══ Excerpted text ══

To 21st century readers, 19th century depictions of death look macabre if not maudlin - the mourning portraits and quilts, the postmortem daguerreotypes, and the memorial jewelry now hopelessly, if not morbidly, distressing. Yet this sentimental culture of mourning and memorialising provided opportunities to the bereaved to assert deeply held beliefs, forge social connections, and advocate for social and political change. This culture also permeated the literature of the day, especially the works of Edgar Allan Poe and Walt Whitman. In Communities of Death, Adam C. Bradford explores the ways in which the ideas, rituals, and practises of mourning were central to the work of both authors.

While both Poe and Whitman were heavily influenced by the mourning culture of their time, their use of it differed. Poe focused on the tendency of mourners to cling to anything that could remind them of their lost loved ones; Whitman focused not on the mourner but on the soul's immortality, positing an inevitable reunion. Yet Whitman repeatedly testified that Poe's Gothic and macabre literature played acentral role in spurring him to produce the transcendent Leaves of Grass.

═══

## Short task 1
In the passage on mourning culture in Poe and Whitman, who is the author of Communities of Death?
## Short task 2
Please supply the next part of the passage on mourning culture in Poe and Whitman, picking up after its last sentence.
The data after this passage has nothing to do with it.

══ Stored rows ══

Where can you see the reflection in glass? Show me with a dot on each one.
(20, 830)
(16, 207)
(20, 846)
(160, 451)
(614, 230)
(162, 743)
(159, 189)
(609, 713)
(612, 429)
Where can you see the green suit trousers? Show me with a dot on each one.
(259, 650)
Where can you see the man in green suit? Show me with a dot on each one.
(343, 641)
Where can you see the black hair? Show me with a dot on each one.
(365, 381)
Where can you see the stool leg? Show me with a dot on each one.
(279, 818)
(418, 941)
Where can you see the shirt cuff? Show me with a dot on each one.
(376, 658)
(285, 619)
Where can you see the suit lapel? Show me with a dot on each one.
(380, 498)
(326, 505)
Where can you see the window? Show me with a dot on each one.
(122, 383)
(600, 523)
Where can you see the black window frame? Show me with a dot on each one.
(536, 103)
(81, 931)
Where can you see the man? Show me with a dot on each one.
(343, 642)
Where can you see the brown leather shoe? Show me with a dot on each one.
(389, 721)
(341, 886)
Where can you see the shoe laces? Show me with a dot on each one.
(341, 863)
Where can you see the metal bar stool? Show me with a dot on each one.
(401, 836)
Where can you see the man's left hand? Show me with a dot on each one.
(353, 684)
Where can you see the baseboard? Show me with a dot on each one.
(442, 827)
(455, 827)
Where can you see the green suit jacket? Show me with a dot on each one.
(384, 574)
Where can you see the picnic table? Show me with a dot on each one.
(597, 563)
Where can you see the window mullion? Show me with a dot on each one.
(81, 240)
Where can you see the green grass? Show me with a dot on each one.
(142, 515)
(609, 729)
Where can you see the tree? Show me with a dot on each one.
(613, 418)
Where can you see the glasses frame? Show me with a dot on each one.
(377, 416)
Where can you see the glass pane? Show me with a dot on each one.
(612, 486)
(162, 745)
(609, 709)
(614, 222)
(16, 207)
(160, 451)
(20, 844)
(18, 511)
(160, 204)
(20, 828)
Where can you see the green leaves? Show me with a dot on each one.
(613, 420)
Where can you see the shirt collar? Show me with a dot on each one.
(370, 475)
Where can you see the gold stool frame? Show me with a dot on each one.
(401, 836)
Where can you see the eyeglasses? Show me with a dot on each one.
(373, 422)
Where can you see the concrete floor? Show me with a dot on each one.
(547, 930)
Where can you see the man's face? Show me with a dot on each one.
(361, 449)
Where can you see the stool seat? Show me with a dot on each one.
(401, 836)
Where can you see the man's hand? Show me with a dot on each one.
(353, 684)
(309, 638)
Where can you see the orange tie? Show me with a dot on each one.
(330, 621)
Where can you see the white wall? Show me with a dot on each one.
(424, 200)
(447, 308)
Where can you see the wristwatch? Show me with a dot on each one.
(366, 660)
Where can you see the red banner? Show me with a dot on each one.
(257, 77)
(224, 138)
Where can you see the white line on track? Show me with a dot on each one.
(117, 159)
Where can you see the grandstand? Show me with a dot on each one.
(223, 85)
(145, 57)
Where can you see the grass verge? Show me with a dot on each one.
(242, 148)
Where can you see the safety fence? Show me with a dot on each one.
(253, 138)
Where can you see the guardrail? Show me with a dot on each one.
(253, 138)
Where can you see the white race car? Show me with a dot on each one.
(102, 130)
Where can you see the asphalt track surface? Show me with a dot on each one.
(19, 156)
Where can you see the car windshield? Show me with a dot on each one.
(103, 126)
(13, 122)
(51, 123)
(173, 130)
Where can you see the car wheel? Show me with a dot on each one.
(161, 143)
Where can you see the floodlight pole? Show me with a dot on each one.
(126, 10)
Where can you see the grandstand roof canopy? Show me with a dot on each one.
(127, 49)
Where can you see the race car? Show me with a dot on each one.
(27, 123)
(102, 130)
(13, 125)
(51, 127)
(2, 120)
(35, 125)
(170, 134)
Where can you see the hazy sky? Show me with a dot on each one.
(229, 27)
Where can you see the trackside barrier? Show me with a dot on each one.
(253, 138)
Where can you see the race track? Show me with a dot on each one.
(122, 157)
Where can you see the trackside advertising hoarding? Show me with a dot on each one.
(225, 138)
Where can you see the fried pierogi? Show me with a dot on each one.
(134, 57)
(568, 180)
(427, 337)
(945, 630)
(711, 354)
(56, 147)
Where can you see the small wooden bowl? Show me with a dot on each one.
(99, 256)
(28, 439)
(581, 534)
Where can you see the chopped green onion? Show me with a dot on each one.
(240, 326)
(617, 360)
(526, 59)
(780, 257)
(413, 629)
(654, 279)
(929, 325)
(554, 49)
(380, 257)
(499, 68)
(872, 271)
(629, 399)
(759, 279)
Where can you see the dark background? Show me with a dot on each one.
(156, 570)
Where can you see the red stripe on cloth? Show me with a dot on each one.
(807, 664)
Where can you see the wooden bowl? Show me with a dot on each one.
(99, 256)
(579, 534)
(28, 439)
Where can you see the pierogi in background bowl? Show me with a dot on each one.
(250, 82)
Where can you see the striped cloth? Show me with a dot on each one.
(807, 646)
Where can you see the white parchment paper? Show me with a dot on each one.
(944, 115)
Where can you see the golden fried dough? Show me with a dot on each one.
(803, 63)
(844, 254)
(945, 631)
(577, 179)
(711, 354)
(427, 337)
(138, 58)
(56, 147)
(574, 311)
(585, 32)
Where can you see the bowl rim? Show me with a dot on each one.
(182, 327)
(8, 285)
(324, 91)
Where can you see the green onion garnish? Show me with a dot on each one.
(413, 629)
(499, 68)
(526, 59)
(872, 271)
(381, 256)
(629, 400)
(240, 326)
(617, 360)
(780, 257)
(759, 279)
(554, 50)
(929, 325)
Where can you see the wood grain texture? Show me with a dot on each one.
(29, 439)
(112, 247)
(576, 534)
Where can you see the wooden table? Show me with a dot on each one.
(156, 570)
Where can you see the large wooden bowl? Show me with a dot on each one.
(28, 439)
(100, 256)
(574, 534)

═══

## Exercise output 1
Adam C. Bradford.

## Exercise output 2
By unveiling a heretofore marginalised literary relationship between Poe and Whitman, Bradford rewrites our understanding of these authors and suggests a more intimate relationship among sentimentalism, romanticism, and transcendentalism than has previously been recognised. Bradford's insights into the culture and lives of Poe and Whitman will change readers' understanding of both literary icons.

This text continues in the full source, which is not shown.